— Activity —
Would you quote every entry exactly, dropping only the pictures?

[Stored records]
——————
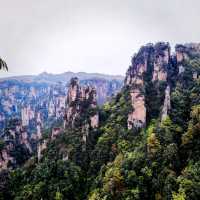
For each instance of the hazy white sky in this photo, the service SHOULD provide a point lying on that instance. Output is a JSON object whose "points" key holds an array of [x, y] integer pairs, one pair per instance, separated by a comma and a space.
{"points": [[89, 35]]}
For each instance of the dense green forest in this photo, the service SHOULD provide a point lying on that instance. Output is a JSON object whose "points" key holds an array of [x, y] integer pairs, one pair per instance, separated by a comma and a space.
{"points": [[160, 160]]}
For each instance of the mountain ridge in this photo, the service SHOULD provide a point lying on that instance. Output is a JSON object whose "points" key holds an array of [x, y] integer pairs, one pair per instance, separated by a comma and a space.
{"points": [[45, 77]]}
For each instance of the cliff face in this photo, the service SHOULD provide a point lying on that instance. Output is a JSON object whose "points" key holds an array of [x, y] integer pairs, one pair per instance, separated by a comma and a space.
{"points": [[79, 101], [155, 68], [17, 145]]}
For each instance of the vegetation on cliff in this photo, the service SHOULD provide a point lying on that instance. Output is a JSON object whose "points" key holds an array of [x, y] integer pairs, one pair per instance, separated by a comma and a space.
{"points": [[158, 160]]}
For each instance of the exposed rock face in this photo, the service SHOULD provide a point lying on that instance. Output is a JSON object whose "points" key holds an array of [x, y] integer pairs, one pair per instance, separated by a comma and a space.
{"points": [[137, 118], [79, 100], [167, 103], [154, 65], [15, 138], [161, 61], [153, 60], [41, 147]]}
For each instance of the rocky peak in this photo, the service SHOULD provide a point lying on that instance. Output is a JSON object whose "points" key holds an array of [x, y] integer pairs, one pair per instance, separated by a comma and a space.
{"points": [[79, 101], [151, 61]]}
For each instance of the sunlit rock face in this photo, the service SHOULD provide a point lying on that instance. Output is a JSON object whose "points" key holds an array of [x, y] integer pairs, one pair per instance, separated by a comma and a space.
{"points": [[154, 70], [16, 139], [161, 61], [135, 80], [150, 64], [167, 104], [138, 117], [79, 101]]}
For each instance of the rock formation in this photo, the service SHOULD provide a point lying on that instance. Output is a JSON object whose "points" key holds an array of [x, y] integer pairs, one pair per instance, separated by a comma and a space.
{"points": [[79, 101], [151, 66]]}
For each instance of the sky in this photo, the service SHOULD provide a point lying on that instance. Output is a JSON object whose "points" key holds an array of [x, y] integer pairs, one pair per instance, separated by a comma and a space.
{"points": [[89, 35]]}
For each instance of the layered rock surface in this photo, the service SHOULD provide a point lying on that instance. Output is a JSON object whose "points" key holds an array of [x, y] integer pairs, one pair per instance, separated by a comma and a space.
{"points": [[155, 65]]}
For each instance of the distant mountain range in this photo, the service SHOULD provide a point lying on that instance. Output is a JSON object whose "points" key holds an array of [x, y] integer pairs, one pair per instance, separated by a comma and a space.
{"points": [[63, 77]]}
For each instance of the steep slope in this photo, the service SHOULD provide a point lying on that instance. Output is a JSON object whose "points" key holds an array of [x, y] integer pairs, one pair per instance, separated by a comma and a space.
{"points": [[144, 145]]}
——————
— Response to the task —
For each instance of the hazy white sky in this photo, the service SHOULD provide a point lying on that instance. Output is a JSON object whose "points" key holds an array of [x, y] integer pairs, one pair per instance, separated by a comma and a space.
{"points": [[89, 35]]}
For each instance of the dense green forest in this photo, the service SHOULD provide a point lying on that instance. Output is a JSON object whose "points" key holds an array of [x, y] integer pairs, one pair per instance, separated by a comma and a space.
{"points": [[160, 160]]}
For each instance of the mountain ridge in this photo, the service SHOULD provide a point lying on that instance. Output is a JSON object whose "points" key holds an array of [x, y] integer pairs, one pair per instance, separated by a comma and a space.
{"points": [[45, 77]]}
For each instance of the cliff face in this photo, the service SHOULD provide a point lying on that instance. Output is a JSON object whose "points" key holds an array of [x, y] integer pairs, one pair per instance, separated by a comma and a space.
{"points": [[79, 101], [155, 68], [17, 145]]}
For each instance of the vegetation on cliff in this photo, the service SHOULD provide a point lying on that instance. Output is a JSON object whose "points" key holds an array of [x, y] integer pairs, one pair per instance, separated by a comma and a space.
{"points": [[158, 160]]}
For each instance of the exposed rock face in this photo, the service SHOULD provide a point lying on that instance. Output is a JSON object whose "points" key holds an array of [x, y] integer pairs, one pair per instance, separated by a comma and a space.
{"points": [[137, 118], [79, 100], [167, 103], [154, 65], [15, 138], [161, 61], [153, 60], [41, 147]]}
For each instance of the rocky peak in this photo, the service SHOULD provide a point lying on that instance. Output is a JSON object whose "points" key holds an array of [x, y] integer pairs, one pair per instance, separated by a comma and a space.
{"points": [[79, 101], [151, 61]]}
For each instance of the sunlit rock face in this photo, the service SHOULD provide a point lying on that instance. Output is a JSON object whose "points" key holds an array of [x, y] integer pairs, one pair per instance, separated by a comma and a space.
{"points": [[154, 70], [16, 139], [161, 61], [135, 80], [150, 64], [167, 104], [138, 117], [79, 101]]}
For each instance of the rock formation in this photo, the service SHOULD provide a point lying on that instance. Output is a JSON object whose "points" key holds an array of [x, y] integer pairs, one pair per instance, separated by a comma and a space.
{"points": [[79, 101], [151, 66]]}
For each instance of the sky in this photo, the service SHOULD provide a point lying on that instance. Output is a JSON object whose "points" key holds an array of [x, y] integer pairs, one pair per instance, separated by a comma and a space.
{"points": [[89, 35]]}
For each instance of the layered rock surface in this photo, the service SHOULD provide a point lying on that instance. Output is a JSON object whose "points" key holds an array of [x, y] integer pairs, one pair per instance, separated by a comma and a space.
{"points": [[155, 65]]}
For each instance of the distant mountain range in this photo, the service SHOULD provide a point lying on that instance. Output is a JSON object whose "points" key holds an array of [x, y] integer pairs, one pair per instance, separated by a comma and a space.
{"points": [[63, 77]]}
For each instance of the steep slope in this photo, the service SHOULD provide a point lying on that instance. Output is a JSON object whose "points" key holds an array of [x, y] integer pairs, one pair per instance, separated by a comma and a space.
{"points": [[144, 145]]}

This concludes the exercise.